[THE PROBLEM]
Pictures stay out of the copy. Repeat exactly the lines from the first entry below through the line that contains "Target: brown hair", and nothing beyond.

[PROVIDED RECORDS]

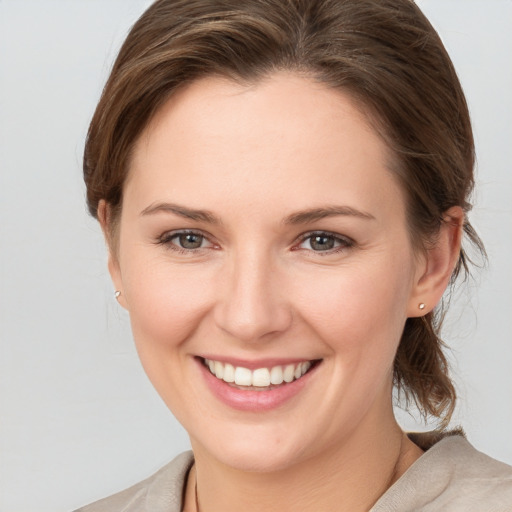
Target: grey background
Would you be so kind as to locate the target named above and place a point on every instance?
(78, 418)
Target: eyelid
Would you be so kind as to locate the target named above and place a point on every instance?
(346, 241)
(166, 238)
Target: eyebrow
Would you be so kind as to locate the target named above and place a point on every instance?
(182, 211)
(314, 214)
(301, 217)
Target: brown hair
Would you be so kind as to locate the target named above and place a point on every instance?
(384, 53)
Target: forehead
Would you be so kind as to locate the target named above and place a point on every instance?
(286, 134)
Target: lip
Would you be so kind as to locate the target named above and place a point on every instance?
(250, 400)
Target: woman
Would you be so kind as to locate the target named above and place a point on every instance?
(283, 187)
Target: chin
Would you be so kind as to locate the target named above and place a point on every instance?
(253, 450)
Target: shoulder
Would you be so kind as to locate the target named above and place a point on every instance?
(161, 492)
(454, 477)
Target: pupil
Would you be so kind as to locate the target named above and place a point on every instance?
(322, 243)
(191, 241)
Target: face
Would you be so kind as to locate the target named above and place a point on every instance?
(263, 235)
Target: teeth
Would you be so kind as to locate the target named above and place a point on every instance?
(289, 373)
(276, 375)
(262, 377)
(243, 376)
(229, 373)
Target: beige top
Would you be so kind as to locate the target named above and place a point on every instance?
(450, 477)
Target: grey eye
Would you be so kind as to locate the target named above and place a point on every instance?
(190, 240)
(322, 242)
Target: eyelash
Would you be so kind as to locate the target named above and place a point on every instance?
(344, 242)
(166, 240)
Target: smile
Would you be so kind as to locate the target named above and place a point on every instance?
(260, 378)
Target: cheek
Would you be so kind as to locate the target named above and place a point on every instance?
(359, 310)
(166, 302)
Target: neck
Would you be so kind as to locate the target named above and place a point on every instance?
(347, 478)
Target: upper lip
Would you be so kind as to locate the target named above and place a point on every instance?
(254, 364)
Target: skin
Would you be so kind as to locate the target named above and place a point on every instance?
(256, 288)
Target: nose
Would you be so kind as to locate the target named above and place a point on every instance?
(251, 305)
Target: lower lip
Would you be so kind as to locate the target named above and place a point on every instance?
(250, 400)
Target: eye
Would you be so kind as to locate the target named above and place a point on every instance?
(184, 241)
(324, 242)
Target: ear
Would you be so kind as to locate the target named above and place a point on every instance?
(105, 219)
(437, 264)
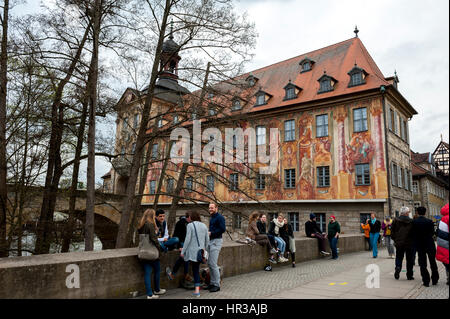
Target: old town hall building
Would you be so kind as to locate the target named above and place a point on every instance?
(344, 141)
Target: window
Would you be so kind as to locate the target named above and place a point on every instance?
(356, 79)
(360, 119)
(289, 178)
(260, 135)
(189, 184)
(237, 221)
(289, 130)
(362, 219)
(154, 154)
(321, 221)
(210, 183)
(136, 121)
(394, 174)
(362, 174)
(236, 105)
(325, 86)
(234, 182)
(152, 187)
(261, 99)
(294, 221)
(323, 176)
(260, 181)
(322, 125)
(170, 185)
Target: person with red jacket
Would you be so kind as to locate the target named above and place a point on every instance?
(442, 240)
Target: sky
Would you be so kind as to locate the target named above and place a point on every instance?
(409, 36)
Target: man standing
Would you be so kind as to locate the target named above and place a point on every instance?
(216, 229)
(312, 230)
(423, 231)
(375, 227)
(401, 233)
(163, 232)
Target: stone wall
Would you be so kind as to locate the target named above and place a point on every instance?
(117, 273)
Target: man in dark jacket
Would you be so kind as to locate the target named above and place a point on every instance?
(312, 230)
(375, 227)
(423, 231)
(401, 233)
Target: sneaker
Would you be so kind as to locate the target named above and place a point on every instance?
(214, 289)
(169, 273)
(160, 292)
(397, 274)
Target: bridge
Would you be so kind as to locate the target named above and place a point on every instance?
(107, 210)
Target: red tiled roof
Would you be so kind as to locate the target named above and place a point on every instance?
(337, 60)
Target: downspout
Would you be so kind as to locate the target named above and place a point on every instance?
(386, 148)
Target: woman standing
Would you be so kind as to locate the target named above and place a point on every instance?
(386, 226)
(261, 239)
(375, 227)
(147, 226)
(287, 233)
(274, 229)
(197, 238)
(333, 235)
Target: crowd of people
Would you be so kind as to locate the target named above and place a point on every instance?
(199, 244)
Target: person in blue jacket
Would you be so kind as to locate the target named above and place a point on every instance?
(216, 229)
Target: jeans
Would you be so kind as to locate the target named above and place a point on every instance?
(400, 253)
(281, 244)
(333, 245)
(170, 243)
(374, 242)
(389, 245)
(148, 267)
(196, 273)
(213, 251)
(423, 252)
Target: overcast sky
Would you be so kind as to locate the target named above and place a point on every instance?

[OUTPUT OF THE EXERCISE]
Target: grey background
Would you be so kind as to locate the target named above and place a point on every instance?
(78, 418)
Target: eyelid
Would you be so kind as to locate the target named above and place a point on every instance?
(346, 241)
(166, 238)
Target: eyebrow
Would you be so kind as to locate the target named above and place a point on every instance?
(182, 211)
(314, 214)
(301, 217)
Target: brown hair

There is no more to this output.